***** Excerpted passage

Despite his youthful appearance, Munyungo is no newcomer: in his over thirty years of playing, he has developed an awesome versatility and became a well-respected and much requested session, concert and tour player. He has performed with Miles Davis, Stevie Wonder, Sting, Kenny Loggins, Herbie Hancock, Dianne Reeves, the Zawinul Syndicate, George Howard, Ronnie Laws, The Temptations, Four Tops, The Supremes, Bennie Maupin, Bill Summers, Marcus Miller, and dozens of others, including numerous ethnic music and dance troupes.
Munyungo was born in Los Angeles, California, into creative surroundings: his parents, Arthur Jackson Jr. and Genie Jackson, both maintained various involvements in music, dance and writing, and Munyungo is the nephew of the legendary jazz, pop and blues singer and pianist Nellie Lutcher who was on Capital Records.
As a child, Munyungo was required to take classical piano lessons, and did so until he was nineteen years old. But in his high school years, when one of his buddies started a Latin jazz band, seventeen-year-old Munyungo found himself uncontrollably attracted to the sound of the timbales, and his interest in piano began to fade. He began spending more and more time with the percussionist in that band, soon discovering that he was quite skillful at observing and remembering the techniques. His first opportunity he purchased his very own set of timbales.
During this period, Munyungo’s father was program director of a jazz radio station. The benefit to Munyungo was the constant exposure to much music. He happily surrounded himself with the albums of the many Latin artists of the day such as Mongo Santamaria, Willie Bobo, and Tito Puente, and practiced by playing his timbales along with these albums. Soon, his system of observation-plus-practice proved to be an effective method of self-training, and it wasn’t long before he formed a Latin jazz band with his classmates.
Munyungo’s passion for the timbales was only the beginning. From that point, he made the natural progression to Congas, Bongos, Latin Percussion and beyond, eventually to religious Bata Drumming, and numerous drums and percussion from many different cultures.
Subsequently, he met and worked with traditional drummers from Africa, Latin America, the Caribbean, China and Japan resulting in a collection of over four hundred percussion instruments and drums from all over the world — all of which he plays proficiently.

**********

◆ **Request 1**:
Gather every line in the listing below that contains the word "horizontal".

***** The records

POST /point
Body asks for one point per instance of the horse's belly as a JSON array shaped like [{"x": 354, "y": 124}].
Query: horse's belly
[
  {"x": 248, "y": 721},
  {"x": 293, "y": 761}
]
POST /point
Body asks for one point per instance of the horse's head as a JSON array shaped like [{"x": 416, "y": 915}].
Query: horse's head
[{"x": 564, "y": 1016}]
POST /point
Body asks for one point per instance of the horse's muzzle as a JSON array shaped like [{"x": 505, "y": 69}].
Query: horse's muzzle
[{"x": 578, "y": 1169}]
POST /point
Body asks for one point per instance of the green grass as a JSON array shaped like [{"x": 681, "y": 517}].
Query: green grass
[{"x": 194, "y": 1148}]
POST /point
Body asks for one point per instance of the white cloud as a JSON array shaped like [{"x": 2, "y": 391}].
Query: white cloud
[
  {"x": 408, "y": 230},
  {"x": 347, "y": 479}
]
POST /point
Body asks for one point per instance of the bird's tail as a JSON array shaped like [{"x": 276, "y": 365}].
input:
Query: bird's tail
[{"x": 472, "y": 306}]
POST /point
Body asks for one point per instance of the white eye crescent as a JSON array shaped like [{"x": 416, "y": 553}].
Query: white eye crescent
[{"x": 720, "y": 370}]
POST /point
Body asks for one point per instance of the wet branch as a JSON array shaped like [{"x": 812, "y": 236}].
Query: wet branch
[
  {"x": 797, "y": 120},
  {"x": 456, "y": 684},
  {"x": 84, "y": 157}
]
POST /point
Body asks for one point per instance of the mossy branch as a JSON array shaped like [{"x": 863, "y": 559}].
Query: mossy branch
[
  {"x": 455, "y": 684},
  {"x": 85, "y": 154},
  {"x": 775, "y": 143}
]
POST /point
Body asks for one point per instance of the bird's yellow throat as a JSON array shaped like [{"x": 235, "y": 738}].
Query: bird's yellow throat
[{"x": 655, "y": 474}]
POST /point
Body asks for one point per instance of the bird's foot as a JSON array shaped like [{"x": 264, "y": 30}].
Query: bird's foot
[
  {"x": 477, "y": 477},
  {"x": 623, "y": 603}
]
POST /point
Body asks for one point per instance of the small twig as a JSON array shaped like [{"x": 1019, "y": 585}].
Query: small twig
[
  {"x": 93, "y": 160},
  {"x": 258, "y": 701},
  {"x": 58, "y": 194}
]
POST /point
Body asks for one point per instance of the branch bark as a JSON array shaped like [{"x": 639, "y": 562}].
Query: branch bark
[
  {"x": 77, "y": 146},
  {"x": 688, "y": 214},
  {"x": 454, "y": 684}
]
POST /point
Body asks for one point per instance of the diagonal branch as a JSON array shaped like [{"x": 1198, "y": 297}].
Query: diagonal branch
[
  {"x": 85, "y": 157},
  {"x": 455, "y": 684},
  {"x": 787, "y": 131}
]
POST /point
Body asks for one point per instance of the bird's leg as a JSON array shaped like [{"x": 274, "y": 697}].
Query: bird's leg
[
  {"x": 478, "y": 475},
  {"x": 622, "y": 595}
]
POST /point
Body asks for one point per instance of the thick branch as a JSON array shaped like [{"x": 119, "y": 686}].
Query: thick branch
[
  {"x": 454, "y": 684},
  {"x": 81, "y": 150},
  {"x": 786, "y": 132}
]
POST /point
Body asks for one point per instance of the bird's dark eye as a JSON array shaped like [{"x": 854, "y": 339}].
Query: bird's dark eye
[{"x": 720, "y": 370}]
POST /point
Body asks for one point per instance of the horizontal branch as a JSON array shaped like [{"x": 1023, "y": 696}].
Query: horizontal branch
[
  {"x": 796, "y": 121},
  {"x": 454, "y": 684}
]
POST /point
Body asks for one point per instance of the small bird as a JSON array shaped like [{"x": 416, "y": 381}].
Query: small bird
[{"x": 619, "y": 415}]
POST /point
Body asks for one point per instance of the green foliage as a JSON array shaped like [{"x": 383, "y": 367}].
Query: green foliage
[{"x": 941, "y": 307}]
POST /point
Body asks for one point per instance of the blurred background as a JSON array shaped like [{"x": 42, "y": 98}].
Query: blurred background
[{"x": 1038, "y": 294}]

**********

◆ **Request 2**:
Quote the biography of Munyungo above word for word, starting with "Despite his youthful" and going on through "and dance troupes.".

◆ **Written reply 1**:
Body asks for one point per instance of the horizontal branch as a JSON array shaped like [{"x": 1023, "y": 696}].
Query: horizontal branch

◆ **Written reply 2**:
Despite his youthful appearance, Munyungo is no newcomer: in his over thirty years of playing, he has developed an awesome versatility and became a well-respected and much requested session, concert and tour player. He has performed with Miles Davis, Stevie Wonder, Sting, Kenny Loggins, Herbie Hancock, Dianne Reeves, the Zawinul Syndicate, George Howard, Ronnie Laws, The Temptations, Four Tops, The Supremes, Bennie Maupin, Bill Summers, Marcus Miller, and dozens of others, including numerous ethnic music and dance troupes.